TEXTO DE ESTUDIO:
================
Estos hombres vestidos de camuflaje, con el pecho hinchado, más jóvenes que los que he visto hasta ahora y visiblemente más descansados, estos ases del combate cuerpo a cuerpo, algunos con el petate en el suelo, otros a la espalda, que me dicen que el presidente Zelensky ha venido a pasarles revista; estos comandos hipnotizados, cada uno detrás de su puesto de vigía de madera, por la línea de tierra marrón que indica la posición del enemigo, son una de las trincheras defensivas del Ejército Nacional. Pero está claro que, en cualquier momento, este lugar podría convertirse, como el campo de tiro de Myroliubovka, en una base de ataque. ¿Lo hará? ¿Optará Ucrania por recuperar por la fuerza su Alsacia y Lorena? ¿Las cambiará algún día por una Crimea, por la que —sospecho, como los europeos— a veces se ha llorado su duelo en secreto? No lo sé.
================
LÍNEAS PARA REVISAR:

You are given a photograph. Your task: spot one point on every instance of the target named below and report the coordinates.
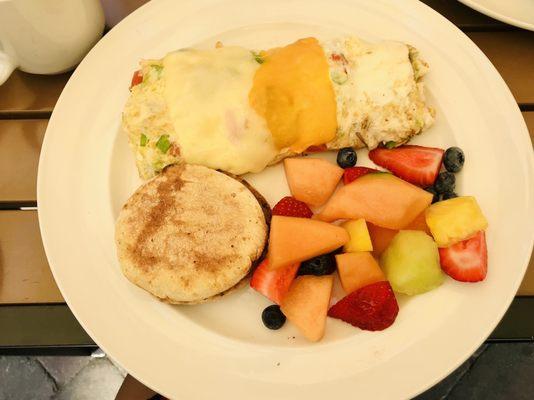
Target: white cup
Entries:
(47, 36)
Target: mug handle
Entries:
(7, 65)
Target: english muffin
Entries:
(191, 234)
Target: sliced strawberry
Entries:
(372, 307)
(466, 261)
(415, 164)
(291, 207)
(273, 283)
(353, 173)
(137, 78)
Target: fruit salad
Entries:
(397, 228)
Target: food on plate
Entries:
(448, 195)
(273, 283)
(381, 238)
(353, 173)
(434, 192)
(191, 234)
(238, 111)
(379, 198)
(418, 224)
(454, 220)
(357, 270)
(372, 307)
(311, 180)
(386, 217)
(294, 240)
(272, 317)
(411, 263)
(453, 159)
(306, 304)
(291, 207)
(346, 157)
(415, 164)
(324, 264)
(466, 261)
(360, 239)
(445, 182)
(293, 92)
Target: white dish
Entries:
(519, 13)
(221, 350)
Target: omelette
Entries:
(237, 110)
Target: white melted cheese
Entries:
(379, 98)
(206, 92)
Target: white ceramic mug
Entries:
(47, 36)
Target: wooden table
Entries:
(33, 315)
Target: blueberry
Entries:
(272, 317)
(432, 189)
(445, 182)
(453, 160)
(346, 157)
(321, 265)
(448, 195)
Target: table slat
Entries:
(40, 326)
(20, 146)
(464, 17)
(25, 276)
(31, 93)
(512, 53)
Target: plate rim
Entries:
(475, 5)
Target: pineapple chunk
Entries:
(360, 240)
(454, 220)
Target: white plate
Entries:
(221, 350)
(514, 12)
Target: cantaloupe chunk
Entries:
(418, 224)
(297, 239)
(359, 236)
(312, 180)
(306, 304)
(380, 198)
(380, 237)
(357, 270)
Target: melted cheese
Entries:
(293, 92)
(206, 92)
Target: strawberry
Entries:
(291, 207)
(273, 283)
(353, 173)
(372, 307)
(415, 164)
(466, 261)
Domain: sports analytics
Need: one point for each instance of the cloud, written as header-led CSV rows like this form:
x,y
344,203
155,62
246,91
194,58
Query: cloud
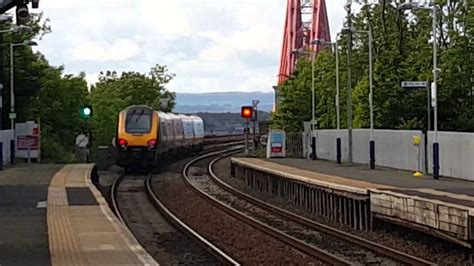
x,y
120,50
211,45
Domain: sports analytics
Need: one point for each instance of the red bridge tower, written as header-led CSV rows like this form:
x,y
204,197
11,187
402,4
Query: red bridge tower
x,y
306,21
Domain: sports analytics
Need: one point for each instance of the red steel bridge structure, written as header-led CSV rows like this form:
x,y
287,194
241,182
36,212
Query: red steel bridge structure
x,y
306,21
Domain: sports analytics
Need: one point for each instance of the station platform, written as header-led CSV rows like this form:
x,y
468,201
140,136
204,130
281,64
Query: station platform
x,y
445,205
82,229
54,215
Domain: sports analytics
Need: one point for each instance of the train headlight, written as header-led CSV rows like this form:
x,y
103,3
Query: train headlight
x,y
123,143
152,143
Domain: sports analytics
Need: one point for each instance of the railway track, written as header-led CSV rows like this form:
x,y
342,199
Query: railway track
x,y
331,245
174,241
248,243
295,243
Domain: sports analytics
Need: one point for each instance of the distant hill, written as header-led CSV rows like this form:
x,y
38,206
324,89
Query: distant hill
x,y
227,123
221,102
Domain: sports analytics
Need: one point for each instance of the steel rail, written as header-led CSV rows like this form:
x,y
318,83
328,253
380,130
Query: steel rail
x,y
295,243
372,246
174,220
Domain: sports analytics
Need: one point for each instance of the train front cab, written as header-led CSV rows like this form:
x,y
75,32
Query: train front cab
x,y
137,137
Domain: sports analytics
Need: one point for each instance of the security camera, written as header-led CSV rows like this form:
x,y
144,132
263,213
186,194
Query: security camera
x,y
22,14
21,29
5,18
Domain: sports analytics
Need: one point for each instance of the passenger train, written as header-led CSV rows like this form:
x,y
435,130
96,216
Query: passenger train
x,y
145,135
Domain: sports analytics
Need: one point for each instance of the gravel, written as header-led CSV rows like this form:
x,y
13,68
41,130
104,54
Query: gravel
x,y
239,240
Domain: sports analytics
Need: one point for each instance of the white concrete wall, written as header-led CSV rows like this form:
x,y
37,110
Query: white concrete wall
x,y
393,148
5,137
456,154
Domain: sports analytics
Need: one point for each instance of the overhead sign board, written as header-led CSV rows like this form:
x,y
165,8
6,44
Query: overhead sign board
x,y
6,5
27,140
414,84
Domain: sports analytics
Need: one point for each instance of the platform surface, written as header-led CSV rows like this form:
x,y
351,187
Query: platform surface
x,y
23,227
82,230
450,190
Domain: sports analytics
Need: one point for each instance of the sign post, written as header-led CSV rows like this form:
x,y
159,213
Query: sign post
x,y
246,113
423,85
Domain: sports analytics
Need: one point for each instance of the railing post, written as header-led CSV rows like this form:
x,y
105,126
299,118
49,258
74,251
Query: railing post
x,y
372,154
12,151
338,151
1,156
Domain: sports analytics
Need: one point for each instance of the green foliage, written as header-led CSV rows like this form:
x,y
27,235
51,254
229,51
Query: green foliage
x,y
402,50
113,93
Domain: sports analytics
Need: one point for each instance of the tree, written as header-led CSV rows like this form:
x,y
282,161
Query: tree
x,y
113,93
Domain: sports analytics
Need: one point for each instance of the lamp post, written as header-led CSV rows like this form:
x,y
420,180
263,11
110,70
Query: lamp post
x,y
338,113
434,86
348,8
14,29
313,101
12,79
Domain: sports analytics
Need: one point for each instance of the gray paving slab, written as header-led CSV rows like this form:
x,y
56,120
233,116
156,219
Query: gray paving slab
================
TUS TAREAS:
**a)** En el texto de estudio, ¿quién ha venido a pasar revista a los hombres vestidos de camuflaje, según ellos mismos?
**b)** ¿Qué nombres de lugares aparecen en el texto de estudio? Enuméralos todos.

SOLUCIONES:
**a)** El presidente Zelensky.

**b)** Myroliubovka, Ucrania, Alsacia, Lorena y Crimea.